Segment Start: Records to process
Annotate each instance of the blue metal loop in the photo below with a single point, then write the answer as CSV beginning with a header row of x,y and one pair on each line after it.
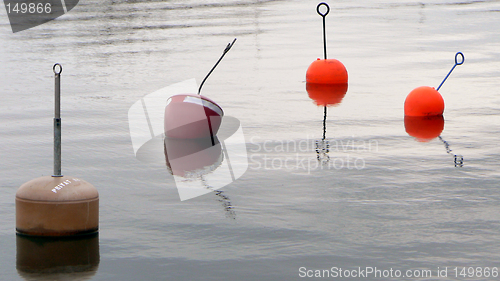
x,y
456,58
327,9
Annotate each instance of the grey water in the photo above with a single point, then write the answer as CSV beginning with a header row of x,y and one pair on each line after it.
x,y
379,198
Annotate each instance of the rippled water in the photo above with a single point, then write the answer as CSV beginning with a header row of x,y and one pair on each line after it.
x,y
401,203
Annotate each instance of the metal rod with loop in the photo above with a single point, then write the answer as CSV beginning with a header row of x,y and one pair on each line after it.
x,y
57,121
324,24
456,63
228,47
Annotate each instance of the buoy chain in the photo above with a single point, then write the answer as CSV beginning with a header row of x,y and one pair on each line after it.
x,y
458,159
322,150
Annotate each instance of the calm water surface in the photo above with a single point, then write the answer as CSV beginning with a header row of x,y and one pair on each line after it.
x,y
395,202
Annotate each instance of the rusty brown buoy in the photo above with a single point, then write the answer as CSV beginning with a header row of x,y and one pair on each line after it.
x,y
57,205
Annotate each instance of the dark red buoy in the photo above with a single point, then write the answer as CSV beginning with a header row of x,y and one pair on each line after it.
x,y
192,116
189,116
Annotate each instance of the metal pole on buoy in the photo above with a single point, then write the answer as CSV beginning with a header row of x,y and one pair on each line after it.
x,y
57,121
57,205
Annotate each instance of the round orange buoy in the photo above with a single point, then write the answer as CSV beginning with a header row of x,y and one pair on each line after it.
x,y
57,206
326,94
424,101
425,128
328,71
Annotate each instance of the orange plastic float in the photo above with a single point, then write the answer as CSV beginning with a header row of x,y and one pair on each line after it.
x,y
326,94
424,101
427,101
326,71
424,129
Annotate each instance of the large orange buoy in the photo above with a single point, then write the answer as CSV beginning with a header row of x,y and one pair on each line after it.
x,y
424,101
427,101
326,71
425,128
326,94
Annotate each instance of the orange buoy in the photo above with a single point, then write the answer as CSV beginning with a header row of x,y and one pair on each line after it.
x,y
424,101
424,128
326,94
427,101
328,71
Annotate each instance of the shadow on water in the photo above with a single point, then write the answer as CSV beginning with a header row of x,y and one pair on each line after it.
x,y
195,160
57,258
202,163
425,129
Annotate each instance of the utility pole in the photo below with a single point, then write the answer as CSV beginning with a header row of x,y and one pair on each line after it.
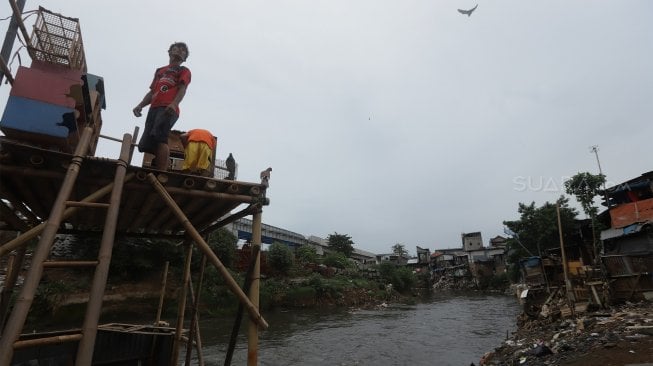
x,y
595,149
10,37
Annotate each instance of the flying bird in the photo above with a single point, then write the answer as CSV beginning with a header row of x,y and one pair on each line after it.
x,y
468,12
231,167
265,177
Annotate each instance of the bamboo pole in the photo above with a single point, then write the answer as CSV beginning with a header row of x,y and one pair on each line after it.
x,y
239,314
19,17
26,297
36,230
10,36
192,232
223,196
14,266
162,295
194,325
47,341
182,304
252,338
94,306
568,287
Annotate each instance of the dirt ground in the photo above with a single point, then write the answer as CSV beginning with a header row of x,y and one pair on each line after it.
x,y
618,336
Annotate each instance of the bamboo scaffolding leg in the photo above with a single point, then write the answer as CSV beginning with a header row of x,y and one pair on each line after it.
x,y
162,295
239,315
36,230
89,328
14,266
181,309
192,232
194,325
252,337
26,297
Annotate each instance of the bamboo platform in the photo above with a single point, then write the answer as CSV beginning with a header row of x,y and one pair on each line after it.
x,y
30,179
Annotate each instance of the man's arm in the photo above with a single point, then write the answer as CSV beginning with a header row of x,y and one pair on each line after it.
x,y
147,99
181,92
Segment End: Records to process
### What to produce
Restate the whole listing word for word. Omit the pictures.

### Output
Annotate each instance of the blue metal loop in the photo below with a single point, then write the answer as CSV beginning with a header row of x,y and one pair on each line after it.
x,y
456,58
327,9
Annotate each instance of the grey water in the photo above with a single point, then write the answer as CSV beginning with a header row of x,y and one pair on each line after it.
x,y
379,198
Annotate each instance of the rippled water in the photo above with a single point, then write the answer as CSV beginning with a header row of x,y and one pair on each line after it.
x,y
401,203
Annotate each instance of the metal rod with loop in the photo above with a single point, then write the answer as CSV beginning with a header row of x,y and one pair on each line after it.
x,y
57,121
324,24
456,63
228,47
Annotate each instance of the buoy chain in the photo above with a single point, then write the answer as CSV beginning with a header row of x,y and one pair on each line after it.
x,y
458,159
322,150
Annotate each instance of the calm water surface in the photo above with a single point, then write the answer as CSV beginning with a header row of x,y and one pair on each line after it.
x,y
395,202
Annotate each instance of the rusty brown buoy in the photo above with a single point, then write the answer as CSV beginning with a header row of x,y and one pair on each line after it.
x,y
57,205
Annotate each instance of the dark red buoy in the photo above with a single point, then write the answer as CSV beginning with a header row of x,y and one pair on each line after it.
x,y
192,116
189,116
Annotate each instance of the metal pole on buoy in the photo above with a single point, then write the answer as CSV beginning with a header row of x,y and one pair on each line after it.
x,y
57,121
57,205
Annotate each instance of the round orange buoy in the photo above with a single point, then write the answer as CSV beginning with a header row of x,y and one pair on each line after it.
x,y
57,206
326,94
424,101
425,128
328,71
Annotate each instance of the orange plastic float in the photo above with a single point, then write the answer as CSV beginning with a header row of x,y and one pair on each line after it.
x,y
326,94
424,101
427,101
326,71
424,129
Annotate each instance of the large orange buoy in the photo above with a single point, then write the answer as CSV beginning with a header row of x,y and one pair on each line after it.
x,y
424,101
427,101
326,71
425,128
326,94
Annotate each instance of the orange buoy in the photo above with a single point, then write the answer as CSV beginning with a header row of x,y and one pair on each line after it.
x,y
424,101
424,128
326,94
427,101
328,71
Annotate each instance of the shadow on water in the photo above with a single point, then write the answer as CSV beginning with a header row of x,y and one pair on each line after it.
x,y
195,160
57,258
202,163
425,129
Annotate each instance of the utility pole in the photo below with a single point, then write the answer as CSV beginning with a header row of x,y and one pair on each line after it.
x,y
595,149
10,37
Annotate each instance of the flying bird in the photo above with a single point, then write the answer as CSV beginning with a header row of x,y and one pair on each line after it.
x,y
468,12
231,167
265,177
Annotate each instance of the bamboo pole in the photo above with a single point, then write the answer as CSV beginning with a header row of x,y and one pair on each line after it.
x,y
239,314
19,17
26,297
36,230
10,36
192,232
223,196
14,266
162,295
194,325
47,341
182,304
252,338
94,306
568,287
Annotate each instance of the dirt ground in the photo above with a single point, then write the answer as CSV beginning with a header row of x,y and one pair on each line after it.
x,y
618,336
Annotate each instance of the bamboo scaffolding leg in the photo above with a single point, then write the answer as CSV beginning with a header row of x,y and one pair on each line after it.
x,y
162,295
239,315
36,230
89,328
14,266
181,309
192,232
194,325
252,337
26,297
Annotate each instance of the bamboo platform in the photo above with a single point, then write the answer as CSV beginning with a header row of x,y and one pair on each line after it.
x,y
30,179
Annotate each instance of the man's arm in the photo above with a single point, then write the answer as CSV beginning with a header row of x,y and one pair on each line after it.
x,y
147,99
181,92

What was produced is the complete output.